Problem set:
(A) Reproduce the portion of the MuKV text starting at "The compression ablation" and ending at "51.5 to 56.1.".
(B) Translate this sentence from the MuKV text into Spanish: "In this setting, removing redundant KV tokens can also improve retrieval quality and answer accuracy."

Excerpted text:
Start of Block

For the 0.5B backbone:

  • RVS-Ego improves from 51.5 to 57.9;
  • RVS-Movie improves from 42.3 to 45.2;
  • StreamingBench overall improves from 52.7 to 56.8.

The supplement also tests MuKV on offline long-video QA benchmarks with newer backbones, including Qwen3-VL. These results are not the main streaming table, but they are useful for checking whether the memory design transfers beyond LLaVA-OV.

For Qwen3-VL-4B:

  • the base model scores 64.8 on MLVU, 65.8 on EgoSchema, and 62.5 overall on VideoMME;
  • with MuKV at 0.5 FPS and 5.9K memory tokens, the scores become 66.0, 67.0, and 63.6.

For Qwen3-VL-2B:

  • the base model scores 64.0 on MLVU, 65.0 on EgoSchema, and 61.5 overall on VideoMME;
  • with MuKV at 0.5 FPS and 5.9K memory tokens, the scores become 65.2, 66.3, and 62.6.

So the Qwen3-VL results show a consistent but moderate gain. The interesting part is not only the absolute improvement, but that the same multi-grained KV memory can still help a different VLM family.

The compression ablation is also important. With MuKV, applying DCP at the 67% drop ratio reduces memory from 177K to 59K tokens and improves accuracy compared with the uncompressed multi-grained version. For ReKV, DCP at 50% drop ratio cuts memory from 59K to 29K tokens and improves RVS-Ego from 51.5 to 56.1.

So compression is not only saving memory. In this setting, removing redundant KV tokens can also improve retrieval quality and answer accuracy.

One caveat: the gains are not uniform across all question types. On StreamingBench, MuKV improves many reasoning and summarization categories, but underperforms ReKV on counting. That is a useful warning: aggressive KV pruning can preserve event semantics while hurting fine-grained counting evidence.

My Takeaways

MuKV changes much more than a single component on top of ReKV. It changes how video KV is generated, introduces a hierarchical / multi-grained memory design, adds FFT-based compression, and then uses semi-hierarchical reranking at retrieval time.

The ablations do suggest that these parts are useful. But the improvement feels more like several reasonable gains being added together, rather than one dominant mechanism clearly explaining the whole result. This is not a weakness by itself, but it makes the paper harder to reduce to one simple reusable trick.

End of Block

Listed entries:
Start of Block

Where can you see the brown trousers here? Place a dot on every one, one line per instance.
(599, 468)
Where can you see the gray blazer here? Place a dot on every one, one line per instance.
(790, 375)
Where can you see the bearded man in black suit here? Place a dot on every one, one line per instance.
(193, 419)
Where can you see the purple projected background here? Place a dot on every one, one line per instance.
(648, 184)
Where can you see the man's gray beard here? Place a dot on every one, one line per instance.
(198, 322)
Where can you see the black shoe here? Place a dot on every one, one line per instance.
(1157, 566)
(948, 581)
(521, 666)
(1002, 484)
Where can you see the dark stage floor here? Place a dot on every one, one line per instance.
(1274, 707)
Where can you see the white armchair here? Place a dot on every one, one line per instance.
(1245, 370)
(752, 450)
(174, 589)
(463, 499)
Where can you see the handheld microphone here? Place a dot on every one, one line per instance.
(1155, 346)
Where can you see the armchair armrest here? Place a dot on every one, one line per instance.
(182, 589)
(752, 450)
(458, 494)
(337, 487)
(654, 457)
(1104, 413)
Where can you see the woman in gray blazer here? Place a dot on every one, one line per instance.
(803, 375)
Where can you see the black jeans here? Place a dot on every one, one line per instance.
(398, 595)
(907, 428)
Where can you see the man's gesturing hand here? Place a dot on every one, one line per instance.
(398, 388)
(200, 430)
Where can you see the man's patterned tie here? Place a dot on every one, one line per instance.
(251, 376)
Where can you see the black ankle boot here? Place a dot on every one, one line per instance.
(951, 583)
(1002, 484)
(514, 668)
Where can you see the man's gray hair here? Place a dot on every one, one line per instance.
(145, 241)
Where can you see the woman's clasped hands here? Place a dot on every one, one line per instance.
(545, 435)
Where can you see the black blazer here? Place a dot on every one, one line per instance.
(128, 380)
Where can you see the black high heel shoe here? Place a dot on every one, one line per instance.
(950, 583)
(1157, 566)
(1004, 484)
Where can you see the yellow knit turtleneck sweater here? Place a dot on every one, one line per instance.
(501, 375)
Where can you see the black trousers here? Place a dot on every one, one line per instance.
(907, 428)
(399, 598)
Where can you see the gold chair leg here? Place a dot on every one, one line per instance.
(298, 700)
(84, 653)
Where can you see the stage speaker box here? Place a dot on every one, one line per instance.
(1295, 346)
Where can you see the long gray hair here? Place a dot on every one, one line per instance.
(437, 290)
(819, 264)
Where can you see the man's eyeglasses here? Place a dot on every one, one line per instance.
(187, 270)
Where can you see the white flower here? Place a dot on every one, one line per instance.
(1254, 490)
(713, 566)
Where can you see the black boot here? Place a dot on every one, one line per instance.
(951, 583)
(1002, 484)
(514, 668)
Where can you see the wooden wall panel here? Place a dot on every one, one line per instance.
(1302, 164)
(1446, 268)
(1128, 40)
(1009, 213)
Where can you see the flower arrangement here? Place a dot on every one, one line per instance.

End of Block

Exercise responses:
(A)
The compression ablation is also important. With MuKV, applying DCP at the 67% drop ratio reduces memory from 177K to 59K tokens and improves accuracy compared with the uncompressed multi-grained version. For ReKV, DCP at 50% drop ratio cuts memory from 59K to 29K tokens and improves RVS-Ego from 51.5 to 56.1.

(B) En este contexto, eliminar los tokens KV redundantes también puede mejorar la calidad de la recuperación y la precisión de las respuestas.